Цитируемый текст:

Из разговоров Густава Яноуха с Францем Кафкой
– В ваших стихах еще слишком много шума. Это явление, сопутствующее юности, оно свидетельствует об избытке жизненных сил. Сам по себе этот шум прекрасен, хотя с искусством он ничего общего не имеет. Напротив! Шум мешает выразительности. Но я не критик. Я не умею быстро перевоплотиться, затем вернуться к самому себе и точно соразмерить дистанцию. Повторяю, я не критик. Я лишь осужденный и зритель.
– А кто судья?
– Я, правда, еще и служитель в суде, но судей я не знаю. Должно быть, я совсем мелкий временный служитель в суде. Во мне нет ничего определенного. Определенно только страдание. Когда вы пишете?
– Вечером, ночью. Днем – очень редко. Я не могу писать днем.
– День – великий волшебник.
– Мне мешает свет, фабрика, дома, окна напротив. Но больше всего – свет. Свет отвлекает внимание.
– Возможно, он отвлекает от мрака внутреннего мира. Хорошо, когда свет берет верх над человеком. Если бы не было этих страшных, бессонных ночей, я бы вообще не писал. А так я все время осознаю свое мрачное одиночное заключение.

Записи из набора данных:
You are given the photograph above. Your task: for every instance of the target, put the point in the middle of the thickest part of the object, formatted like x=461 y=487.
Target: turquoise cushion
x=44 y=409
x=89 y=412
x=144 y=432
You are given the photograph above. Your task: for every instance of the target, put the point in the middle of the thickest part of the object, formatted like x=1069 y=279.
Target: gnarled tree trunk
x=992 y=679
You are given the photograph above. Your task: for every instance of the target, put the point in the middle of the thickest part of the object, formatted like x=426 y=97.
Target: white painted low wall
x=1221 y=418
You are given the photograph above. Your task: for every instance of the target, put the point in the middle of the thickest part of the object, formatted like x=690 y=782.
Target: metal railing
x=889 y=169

Задания:
[a] Что в разговоре Яноуха с Кафкой названо главной помехой для письма днем?
[b] Воспроизведите дословно отрывок из разговора Яноуха с Кафкой между словами «Из разговоров Густава» и «День – великий волшебник.» включительно.

Ответы по заданиям:
[a] Больше всего мешает свет.

[b]
Из разговоров Густава Яноуха с Францем Кафкой
– В ваших стихах еще слишком много шума. Это явление, сопутствующее юности, оно свидетельствует об избытке жизненных сил. Сам по себе этот шум прекрасен, хотя с искусством он ничего общего не имеет. Напротив! Шум мешает выразительности. Но я не критик. Я не умею быстро перевоплотиться, затем вернуться к самому себе и точно соразмерить дистанцию. Повторяю, я не критик. Я лишь осужденный и зритель.
– А кто судья?
– Я, правда, еще и служитель в суде, но судей я не знаю. Должно быть, я совсем мелкий временный служитель в суде. Во мне нет ничего определенного. Определенно только страдание. Когда вы пишете?
– Вечером, ночью. Днем – очень редко. Я не могу писать днем.
– День – великий волшебник.